TASK |
Tally the lines below that contain the word "Find". Only the total should be given.

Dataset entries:
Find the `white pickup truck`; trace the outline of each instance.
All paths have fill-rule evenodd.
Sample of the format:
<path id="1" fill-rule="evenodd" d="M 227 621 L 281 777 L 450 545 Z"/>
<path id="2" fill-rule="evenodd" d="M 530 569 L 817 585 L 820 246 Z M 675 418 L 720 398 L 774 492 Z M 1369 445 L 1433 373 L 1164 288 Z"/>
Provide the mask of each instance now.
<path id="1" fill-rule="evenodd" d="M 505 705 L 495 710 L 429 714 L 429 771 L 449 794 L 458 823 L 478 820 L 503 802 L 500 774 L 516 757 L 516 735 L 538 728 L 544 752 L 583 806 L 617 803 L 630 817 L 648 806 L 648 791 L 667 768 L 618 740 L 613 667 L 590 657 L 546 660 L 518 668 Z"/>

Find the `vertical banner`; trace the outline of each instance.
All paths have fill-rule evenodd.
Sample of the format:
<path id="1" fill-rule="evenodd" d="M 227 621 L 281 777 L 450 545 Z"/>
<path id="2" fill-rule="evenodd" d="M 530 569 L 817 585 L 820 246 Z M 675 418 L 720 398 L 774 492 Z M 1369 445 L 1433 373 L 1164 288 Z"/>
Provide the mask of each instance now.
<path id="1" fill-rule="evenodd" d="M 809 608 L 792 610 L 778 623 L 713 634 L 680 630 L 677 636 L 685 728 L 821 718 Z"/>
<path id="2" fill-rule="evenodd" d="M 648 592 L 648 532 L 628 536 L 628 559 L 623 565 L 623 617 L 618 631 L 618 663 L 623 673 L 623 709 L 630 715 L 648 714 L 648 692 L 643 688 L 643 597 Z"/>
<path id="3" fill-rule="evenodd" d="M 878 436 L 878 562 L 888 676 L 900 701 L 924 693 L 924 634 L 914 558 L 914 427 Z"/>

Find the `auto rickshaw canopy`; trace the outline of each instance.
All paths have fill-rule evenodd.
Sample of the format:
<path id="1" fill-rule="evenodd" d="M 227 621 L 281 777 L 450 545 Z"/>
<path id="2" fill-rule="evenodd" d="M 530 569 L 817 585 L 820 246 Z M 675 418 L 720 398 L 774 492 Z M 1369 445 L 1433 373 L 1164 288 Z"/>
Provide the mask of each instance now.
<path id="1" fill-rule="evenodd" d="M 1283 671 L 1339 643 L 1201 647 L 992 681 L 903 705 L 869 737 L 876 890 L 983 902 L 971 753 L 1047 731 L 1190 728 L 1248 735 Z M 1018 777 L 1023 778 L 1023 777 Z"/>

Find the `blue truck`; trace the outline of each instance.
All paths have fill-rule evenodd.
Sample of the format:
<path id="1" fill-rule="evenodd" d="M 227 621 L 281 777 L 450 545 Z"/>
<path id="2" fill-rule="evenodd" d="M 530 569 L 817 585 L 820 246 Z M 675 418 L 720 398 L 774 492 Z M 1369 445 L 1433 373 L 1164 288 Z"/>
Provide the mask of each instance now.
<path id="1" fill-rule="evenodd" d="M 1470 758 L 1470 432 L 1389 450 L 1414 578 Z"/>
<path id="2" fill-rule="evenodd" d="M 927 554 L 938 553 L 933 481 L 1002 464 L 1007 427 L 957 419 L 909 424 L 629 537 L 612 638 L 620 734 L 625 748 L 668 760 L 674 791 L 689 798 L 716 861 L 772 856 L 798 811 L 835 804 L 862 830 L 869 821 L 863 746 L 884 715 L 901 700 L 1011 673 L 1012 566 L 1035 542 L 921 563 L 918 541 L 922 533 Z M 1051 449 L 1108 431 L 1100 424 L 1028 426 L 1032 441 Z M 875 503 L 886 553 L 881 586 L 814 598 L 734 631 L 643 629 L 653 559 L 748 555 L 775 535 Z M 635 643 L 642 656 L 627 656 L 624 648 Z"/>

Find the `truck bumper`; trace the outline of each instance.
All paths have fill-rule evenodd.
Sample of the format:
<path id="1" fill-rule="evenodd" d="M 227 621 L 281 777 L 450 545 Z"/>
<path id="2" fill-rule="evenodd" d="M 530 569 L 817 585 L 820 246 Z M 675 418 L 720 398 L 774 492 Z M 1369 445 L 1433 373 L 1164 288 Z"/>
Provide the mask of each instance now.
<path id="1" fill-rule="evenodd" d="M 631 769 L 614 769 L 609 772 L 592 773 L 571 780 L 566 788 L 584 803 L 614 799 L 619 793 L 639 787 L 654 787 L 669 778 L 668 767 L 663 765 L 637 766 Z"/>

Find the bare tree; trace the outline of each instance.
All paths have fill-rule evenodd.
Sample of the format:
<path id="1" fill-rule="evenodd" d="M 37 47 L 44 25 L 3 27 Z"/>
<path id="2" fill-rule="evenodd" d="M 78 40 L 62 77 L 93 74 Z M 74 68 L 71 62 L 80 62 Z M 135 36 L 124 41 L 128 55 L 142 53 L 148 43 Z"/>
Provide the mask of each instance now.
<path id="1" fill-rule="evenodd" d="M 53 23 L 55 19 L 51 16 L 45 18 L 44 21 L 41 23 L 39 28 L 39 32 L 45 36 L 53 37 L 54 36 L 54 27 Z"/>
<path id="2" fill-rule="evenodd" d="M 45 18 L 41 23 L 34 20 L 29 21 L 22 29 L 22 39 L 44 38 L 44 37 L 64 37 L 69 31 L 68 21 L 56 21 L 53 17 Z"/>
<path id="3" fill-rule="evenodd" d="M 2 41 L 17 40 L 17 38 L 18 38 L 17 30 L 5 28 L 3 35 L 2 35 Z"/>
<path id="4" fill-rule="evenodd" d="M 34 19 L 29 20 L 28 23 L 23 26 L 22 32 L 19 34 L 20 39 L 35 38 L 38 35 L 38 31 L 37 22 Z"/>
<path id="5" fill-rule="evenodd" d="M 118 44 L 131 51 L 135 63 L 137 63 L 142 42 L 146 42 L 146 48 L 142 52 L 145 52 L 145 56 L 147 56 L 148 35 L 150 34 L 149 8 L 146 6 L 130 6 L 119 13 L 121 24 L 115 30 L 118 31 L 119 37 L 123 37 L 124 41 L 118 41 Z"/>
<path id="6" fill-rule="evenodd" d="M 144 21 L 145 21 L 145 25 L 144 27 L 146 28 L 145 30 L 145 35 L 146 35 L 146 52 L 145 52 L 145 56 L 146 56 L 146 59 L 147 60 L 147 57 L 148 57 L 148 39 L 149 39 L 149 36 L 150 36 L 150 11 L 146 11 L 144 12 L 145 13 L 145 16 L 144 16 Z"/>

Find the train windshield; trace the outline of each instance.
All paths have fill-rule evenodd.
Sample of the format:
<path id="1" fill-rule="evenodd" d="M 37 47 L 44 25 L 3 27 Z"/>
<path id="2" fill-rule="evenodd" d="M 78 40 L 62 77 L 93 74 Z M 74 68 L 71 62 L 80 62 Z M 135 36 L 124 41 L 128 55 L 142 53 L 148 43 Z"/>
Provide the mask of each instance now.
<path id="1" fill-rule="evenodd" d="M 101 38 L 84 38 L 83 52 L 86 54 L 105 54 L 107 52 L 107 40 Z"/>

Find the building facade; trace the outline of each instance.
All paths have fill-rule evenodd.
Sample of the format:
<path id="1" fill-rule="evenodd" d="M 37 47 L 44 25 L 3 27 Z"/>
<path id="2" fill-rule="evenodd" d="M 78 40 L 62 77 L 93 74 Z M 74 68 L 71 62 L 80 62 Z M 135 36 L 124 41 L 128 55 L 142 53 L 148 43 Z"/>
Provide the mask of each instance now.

REPLY |
8